Available data:
_ _ _ _ _ _ _

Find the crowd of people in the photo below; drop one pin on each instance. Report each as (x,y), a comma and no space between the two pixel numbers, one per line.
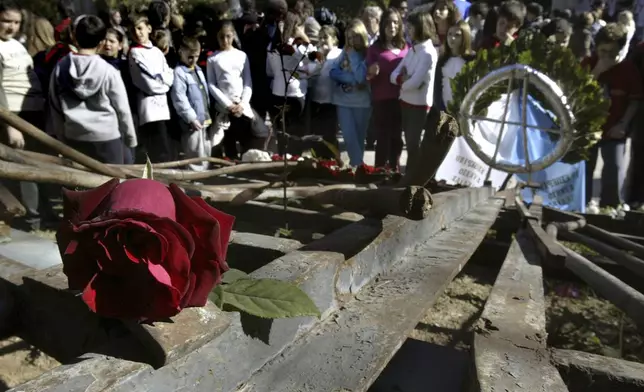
(123,85)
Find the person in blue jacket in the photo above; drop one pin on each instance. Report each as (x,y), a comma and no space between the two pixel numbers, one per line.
(351,94)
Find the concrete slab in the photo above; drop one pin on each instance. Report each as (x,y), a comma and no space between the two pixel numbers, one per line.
(30,250)
(586,372)
(89,374)
(230,359)
(55,320)
(269,214)
(347,351)
(10,268)
(502,365)
(249,251)
(421,366)
(165,342)
(510,344)
(388,249)
(516,305)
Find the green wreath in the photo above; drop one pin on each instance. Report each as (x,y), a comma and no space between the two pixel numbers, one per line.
(584,94)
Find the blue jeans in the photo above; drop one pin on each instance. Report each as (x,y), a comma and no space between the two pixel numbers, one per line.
(613,172)
(354,123)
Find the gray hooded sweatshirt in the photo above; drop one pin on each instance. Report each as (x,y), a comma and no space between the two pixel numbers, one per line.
(89,102)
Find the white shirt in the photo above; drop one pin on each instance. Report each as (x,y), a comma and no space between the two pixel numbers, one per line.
(638,11)
(298,62)
(323,91)
(20,83)
(152,76)
(229,80)
(451,68)
(420,62)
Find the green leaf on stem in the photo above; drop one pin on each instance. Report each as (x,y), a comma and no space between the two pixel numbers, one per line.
(268,298)
(232,275)
(147,171)
(283,233)
(334,150)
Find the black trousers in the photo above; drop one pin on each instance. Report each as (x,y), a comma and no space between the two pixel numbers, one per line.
(154,141)
(111,151)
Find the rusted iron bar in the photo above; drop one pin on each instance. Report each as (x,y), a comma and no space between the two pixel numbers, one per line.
(23,126)
(631,262)
(412,202)
(551,252)
(9,205)
(618,242)
(619,293)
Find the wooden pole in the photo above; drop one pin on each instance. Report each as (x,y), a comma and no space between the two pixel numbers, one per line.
(69,177)
(440,132)
(10,206)
(23,126)
(619,293)
(413,202)
(183,162)
(187,175)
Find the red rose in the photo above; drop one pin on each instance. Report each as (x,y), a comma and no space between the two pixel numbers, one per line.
(142,250)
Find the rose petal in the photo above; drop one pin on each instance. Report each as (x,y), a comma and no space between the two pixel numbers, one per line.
(149,196)
(160,274)
(134,296)
(82,205)
(208,261)
(226,223)
(77,265)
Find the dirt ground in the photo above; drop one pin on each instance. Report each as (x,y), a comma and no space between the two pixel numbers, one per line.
(20,362)
(576,317)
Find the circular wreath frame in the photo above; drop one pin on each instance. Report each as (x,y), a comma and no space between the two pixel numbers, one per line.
(584,95)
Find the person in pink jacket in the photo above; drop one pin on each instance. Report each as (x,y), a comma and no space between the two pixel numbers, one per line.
(382,59)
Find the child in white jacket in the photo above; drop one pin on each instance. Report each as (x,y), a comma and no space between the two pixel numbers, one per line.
(153,78)
(415,76)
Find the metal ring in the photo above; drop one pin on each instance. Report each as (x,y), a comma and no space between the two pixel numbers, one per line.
(553,94)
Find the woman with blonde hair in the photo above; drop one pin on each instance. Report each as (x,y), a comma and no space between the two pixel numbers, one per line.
(41,36)
(625,19)
(415,75)
(458,51)
(382,58)
(351,94)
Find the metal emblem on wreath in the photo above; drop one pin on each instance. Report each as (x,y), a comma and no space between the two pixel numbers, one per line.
(551,92)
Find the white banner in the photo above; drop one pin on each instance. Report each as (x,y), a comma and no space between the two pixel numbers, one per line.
(462,167)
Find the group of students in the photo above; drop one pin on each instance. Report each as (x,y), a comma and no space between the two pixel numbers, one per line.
(119,95)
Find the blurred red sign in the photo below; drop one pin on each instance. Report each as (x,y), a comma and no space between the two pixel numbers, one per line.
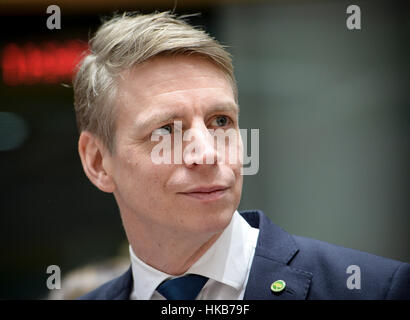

_ _ _ _ _ _ _

Prompt: Reproduce every row above verbatim, in order, omitting the two pictures.

The output:
Find the crowd of people in the photo below; drop one pin on each instance. Report each as (x,y), a comma and no space between the two pixel numbers, one per line.
(123,85)
Find the person in blue jacket in the photo above; drop one pin on each instance. Report each as (x,y), a comma and no space between the two pixel numbers, one per line.
(351,94)
Find the concrete slab in the photo above; drop one pin on each instance. Report each as (x,y), a comma and no space between the two pixel numbers, one per line.
(30,250)
(586,372)
(89,374)
(230,359)
(55,320)
(269,214)
(347,351)
(10,268)
(502,365)
(249,251)
(421,366)
(165,342)
(510,344)
(388,249)
(516,305)
Find the green wreath in the photo above; drop one pin on each instance. Report each as (x,y), a comma and no space between the two pixel numbers, one per line.
(584,94)
Find the blue jeans in the photo above; drop one pin on each instance. Report each as (x,y), a comma and no space between the two pixel numbers, one per line.
(613,172)
(354,123)
Find the gray hooded sweatshirt in the photo above; drop one pin on each instance. Report each as (x,y), a comma and no space between the two pixel numbers, one per line.
(89,102)
Find the white shirt in the photo above; drop one pin on each instance. Report each as (x,y), a comma and no space between the two pixel numbers, one per line.
(638,11)
(298,62)
(323,91)
(20,83)
(152,76)
(229,80)
(451,68)
(420,62)
Find the green leaf on stem in the photo above; drop one pin on each instance. Report each as (x,y), a comma and no space between the two pixel numbers, one per line.
(268,298)
(232,275)
(147,171)
(283,233)
(334,150)
Find the black trousers in the photo above; drop one pin on each instance. Report each as (x,y), a comma and no space between the two pixel numbers, one per line.
(154,141)
(111,151)
Find the rusted iron bar in the photo above; drop one pin on each instance. Report each as (x,y), a comma and no space between the two pixel numbers, one per line.
(23,126)
(631,262)
(412,202)
(551,252)
(9,205)
(618,242)
(619,293)
Find the wooden pole in the photo above; drop one pin on each instance. Report each as (x,y), a comma and no space between the two pixel numbers, one per line.
(69,177)
(440,132)
(10,206)
(23,126)
(619,293)
(413,202)
(183,162)
(187,175)
Find the red rose in the photo above; drop one pin on each instance. Report each as (x,y), a comma and no space between the two pixel numbers, one per line.
(142,250)
Find the rose petal in the photo above; drop one pin on each instance. Report each as (x,y), a comma and no space between the two pixel numbers, one per line.
(149,196)
(160,274)
(134,296)
(82,205)
(208,261)
(226,223)
(77,265)
Find the dirt ground in the photo above; drop one pin on each instance. Report each as (x,y), a comma and no space between the two pixel numbers, one per line.
(20,362)
(576,317)
Find the circular wreath frame in the photo above; drop one pin on each instance. Report each as (x,y), a comma and no space between the two pixel numbers, one per line.
(584,95)
Find the person in pink jacket in the photo above; drop one pin on each instance. Report each as (x,y), a comma and no space between the two pixel numbers, one per line.
(382,59)
Find the child in white jacket in the photo above; drop one pin on each instance. Report each as (x,y), a comma and no space between the two pixel numbers, one per line.
(153,78)
(415,76)
Find the metal ring in the photo above; drop one pin on each instance. Report each as (x,y), a comma and no space between the two pixel numbers, one per line.
(553,94)
Find the woman with blonde hair in the photo above; drop one pin on each instance. Report each as (x,y), a comma and no space between the two pixel numbers, one per line.
(41,36)
(625,19)
(415,75)
(458,51)
(382,58)
(351,94)
Find the metal emblem on wreath in the photo above; drop one pin on each instance. Report each as (x,y), a comma and no space between the two pixel numbers, one per line.
(551,92)
Find the white banner in the photo above; drop one pin on each instance. Report each as (x,y), a comma and no space between the two pixel numbers, one per line.
(462,167)
Find the group of students in the photo above; drop one pin on each instance. Report each as (x,y), a comma and no space between the two pixel numbers, one per line.
(119,95)
Find the blurred red sign in the photo below; drop one pin on each instance. Report each as (x,y), a comma and no space between the two pixel numbers, one per line.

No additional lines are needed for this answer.